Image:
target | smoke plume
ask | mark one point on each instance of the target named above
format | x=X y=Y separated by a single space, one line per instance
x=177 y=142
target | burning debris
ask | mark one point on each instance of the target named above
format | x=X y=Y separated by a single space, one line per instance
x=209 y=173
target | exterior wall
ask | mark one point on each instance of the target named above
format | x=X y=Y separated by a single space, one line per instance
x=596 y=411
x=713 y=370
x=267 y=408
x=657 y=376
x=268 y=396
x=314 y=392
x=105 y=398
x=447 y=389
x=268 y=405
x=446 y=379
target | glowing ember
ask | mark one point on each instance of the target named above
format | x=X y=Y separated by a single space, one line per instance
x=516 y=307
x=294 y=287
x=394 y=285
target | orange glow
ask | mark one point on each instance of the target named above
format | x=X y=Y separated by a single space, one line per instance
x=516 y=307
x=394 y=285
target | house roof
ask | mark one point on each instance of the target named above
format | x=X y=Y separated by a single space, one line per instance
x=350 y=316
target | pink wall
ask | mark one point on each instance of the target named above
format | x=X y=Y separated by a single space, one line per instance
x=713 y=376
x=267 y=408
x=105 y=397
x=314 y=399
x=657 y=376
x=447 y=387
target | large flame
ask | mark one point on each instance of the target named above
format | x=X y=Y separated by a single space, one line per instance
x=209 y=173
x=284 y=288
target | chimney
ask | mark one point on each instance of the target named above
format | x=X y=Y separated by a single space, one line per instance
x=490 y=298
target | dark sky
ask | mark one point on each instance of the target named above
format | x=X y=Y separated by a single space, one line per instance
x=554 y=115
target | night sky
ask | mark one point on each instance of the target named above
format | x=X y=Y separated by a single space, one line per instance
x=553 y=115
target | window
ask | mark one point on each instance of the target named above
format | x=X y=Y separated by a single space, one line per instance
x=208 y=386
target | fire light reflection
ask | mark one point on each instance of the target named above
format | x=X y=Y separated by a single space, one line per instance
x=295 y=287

■ The task ■
Every entry needs to be written out again, exactly as given.

■ Response ■
Image:
target | smoke plume
ask | mark one point on each instance of the target named above
format | x=X y=Y separated by a single space, one line per instance
x=177 y=142
target | burning debris
ask | mark one point on each instance of the target named above
format | x=X y=Y separated by a single space, one line per instance
x=209 y=173
target | exterior wall
ask | mark one point on each instance of the target named above
format | x=X y=Y separated by a single space, one line per instance
x=596 y=411
x=713 y=370
x=267 y=408
x=657 y=376
x=268 y=396
x=314 y=392
x=105 y=398
x=447 y=389
x=268 y=405
x=446 y=379
target | glowing ember
ask | mark one point on each instance of the target named above
format | x=X y=Y separated by a single space, one line per instance
x=516 y=307
x=294 y=287
x=394 y=285
target | orange glow
ask | mark one point on each instance of the target named above
format | x=X y=Y separated by a single space, one line per instance
x=516 y=307
x=394 y=285
target | house roof
ask | mark one point on each instance of the target named above
format | x=X y=Y separated by a single space, one line per instance
x=350 y=316
target | pink wall
ask | mark one point on each instance of the target named above
format | x=X y=Y separated by a single space, one line per instance
x=713 y=376
x=267 y=408
x=105 y=397
x=314 y=399
x=657 y=376
x=447 y=387
target | large flame
ask | mark one point on each instance of the target named above
format | x=X y=Y separated by a single space, one line per instance
x=209 y=173
x=284 y=288
target | chimney
ask | mark one point on each instance of the target named above
format | x=X y=Y separated by a single space, one line per instance
x=490 y=298
target | dark sky
ask | mark one point on each instance of the target named above
format | x=X y=Y separated by a single space, one line per instance
x=554 y=115
target | night sky
ask | mark one point on each instance of the target named above
format | x=X y=Y separated by a single space, one line per instance
x=553 y=115
target | window
ask | mark one point on each instance of the target named above
format | x=X y=Y separated by a single space, one line per instance
x=208 y=386
target | fire light reflection
ask | mark one point on each instance of the target named above
format | x=X y=Y separated by a single space, one line per instance
x=295 y=287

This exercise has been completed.